The golf and country park is central to the village in Church Lane. Aldenham Country Park is council-owned land, which is some distance away from the old village, closer to the two southern hamlets; it has a 60 acre lake, Hillfield Reservoir, and is south of Letchmore Heath.

Directly south of the country park is Aldenham Sailing Club which uses Aldenham Reservoir, a 50 acre lake next to Elstree.

Aldenham Cricket Club (ACC) was founded in 1972. Aldenham has been playing cricket for over 40 years in the Parish. Hosted by the Aldenham Social Club, Aldenham Cricket Club has won the Watford Observer Plate on two occasions, the Hertfordshire Village Trophy, and won the league in the last two years.

==Notable people==
- Richard Platt (died 1600), brewer, founder of Aldenham School
- Sir Adolphus Dalrymple (1784–1866), soldier and politician, lived at Delrow House, Aldenham.
# # #
Directions for this task:
According to the text about Aldenham, which reservoir does Aldenham Sailing Club use?

[Source records]
# # #
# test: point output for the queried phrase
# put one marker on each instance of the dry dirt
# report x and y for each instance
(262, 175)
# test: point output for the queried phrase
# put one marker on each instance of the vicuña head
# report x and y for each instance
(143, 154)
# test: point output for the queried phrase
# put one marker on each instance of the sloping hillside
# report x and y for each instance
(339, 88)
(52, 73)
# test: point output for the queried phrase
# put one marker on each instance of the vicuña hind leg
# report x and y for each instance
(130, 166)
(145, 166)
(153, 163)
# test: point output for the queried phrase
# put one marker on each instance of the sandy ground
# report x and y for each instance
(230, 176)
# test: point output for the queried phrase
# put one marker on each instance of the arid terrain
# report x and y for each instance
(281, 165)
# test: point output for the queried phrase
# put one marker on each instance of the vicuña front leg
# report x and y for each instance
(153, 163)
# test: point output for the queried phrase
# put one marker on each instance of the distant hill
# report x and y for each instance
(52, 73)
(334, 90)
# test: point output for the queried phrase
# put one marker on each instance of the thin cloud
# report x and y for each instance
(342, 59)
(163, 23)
# # #
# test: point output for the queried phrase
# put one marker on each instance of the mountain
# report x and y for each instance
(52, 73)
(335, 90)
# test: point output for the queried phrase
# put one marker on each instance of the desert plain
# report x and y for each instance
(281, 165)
# # #
Exercise response:
Aldenham Reservoir, a 50 acre lake next to Elstree.